■ **GIVEN PASSAGE**
════════════════
Specific areas of the brain control fatigue.
- Areas of the brain that regulate effort have been identified.
- This discovery paves the way for the treatment of fatigue and chronic fatigue syndrome (CFS).
Scientists claim to have identified areas of the brain that regulate efforts to cope with fatigue. Their research was published in mid-August in NatureCommunications.
“We know about the physiological processes involved in fatigue, such as the buildup of lactic acid in muscles, but we know much less about how feelings of fatigue are processed in the brain and how our brains decides how much and what kind of effort to overcome fatigue”, explains in the preamble Vikram Chib, director of research.
MRI scanners and computer models
To better understand these mechanisms, the researchers used MRI scanners and computer models, after developing a new way to quantify fatigue.
The team led by Vikram Chib, a researcher at the Kennedy Krieger Institute, has demonstrated that when exertion is regulated, brain activity increases in an area of the brain called “insula”. Scientists have also discovered that the “motor cortex” of the brain switched off when the participants decided whether or not to make an effort.
Fatigue affects all social categories
Knowing the regions of the brain that control fatigue moderation could help scientists find therapies that alter precisely those choices. According to a survey Ipsos-Le Quotidien du Médecin, fatigue concerns all social categories. Nearly one in two French people experienced an episode of persistent fatigue during the twelve months preceding the survey, whether physical, mental or intellectual fatigue.
Chronic Fatigue Syndrome (CFS), also called “myalgic encephalomyelitis”, also affects 150,000 people in France. Very heterogeneous, this syndrome – which results in intense physical and mental fatigue, difficulty concentrating, limited reaction times, headaches and sometimes muscle pain – remains to this day a mystery for the scientific community. There is no cure yet.
════════════════
■ **RECORDS SHOWN**
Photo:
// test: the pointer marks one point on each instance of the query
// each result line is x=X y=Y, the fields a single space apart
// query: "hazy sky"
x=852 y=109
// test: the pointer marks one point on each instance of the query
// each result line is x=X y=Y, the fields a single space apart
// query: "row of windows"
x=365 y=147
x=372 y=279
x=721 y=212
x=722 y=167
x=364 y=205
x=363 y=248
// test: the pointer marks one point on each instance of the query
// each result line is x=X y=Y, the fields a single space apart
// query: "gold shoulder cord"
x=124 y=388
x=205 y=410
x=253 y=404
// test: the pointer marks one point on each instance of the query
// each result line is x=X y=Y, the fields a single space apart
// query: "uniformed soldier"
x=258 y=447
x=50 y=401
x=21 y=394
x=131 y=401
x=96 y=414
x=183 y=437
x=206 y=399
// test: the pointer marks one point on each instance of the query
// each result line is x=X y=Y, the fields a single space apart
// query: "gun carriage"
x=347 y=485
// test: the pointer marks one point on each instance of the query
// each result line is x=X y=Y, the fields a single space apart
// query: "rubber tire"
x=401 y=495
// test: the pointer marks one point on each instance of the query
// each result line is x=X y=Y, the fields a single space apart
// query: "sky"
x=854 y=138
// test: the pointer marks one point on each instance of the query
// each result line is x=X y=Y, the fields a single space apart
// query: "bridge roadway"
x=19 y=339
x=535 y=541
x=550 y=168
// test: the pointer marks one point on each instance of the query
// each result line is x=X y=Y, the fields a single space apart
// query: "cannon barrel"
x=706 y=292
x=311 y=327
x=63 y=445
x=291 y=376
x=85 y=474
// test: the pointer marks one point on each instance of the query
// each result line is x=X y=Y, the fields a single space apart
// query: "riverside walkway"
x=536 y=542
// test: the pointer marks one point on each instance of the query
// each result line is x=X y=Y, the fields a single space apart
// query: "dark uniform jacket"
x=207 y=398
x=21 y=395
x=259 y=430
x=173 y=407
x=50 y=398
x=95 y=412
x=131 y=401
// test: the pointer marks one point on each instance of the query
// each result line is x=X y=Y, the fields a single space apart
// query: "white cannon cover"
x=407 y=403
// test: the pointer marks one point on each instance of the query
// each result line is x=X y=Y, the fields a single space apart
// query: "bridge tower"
════════════════
■ **TASKS FOR THIS EXERCISE**
1. In the fatigue article, which brain area shows increased activity when exertion is regulated?
2. Write out the stretch of the fatigue article from "Scientists claim to" through "mid-August in NatureCommunications.".

■ **LIST OF SOLUTIONS**
1. The insula.

2.
Scientists claim to have identified areas of the brain that regulate efforts to cope with fatigue. Their research was published in mid-August in NatureCommunications.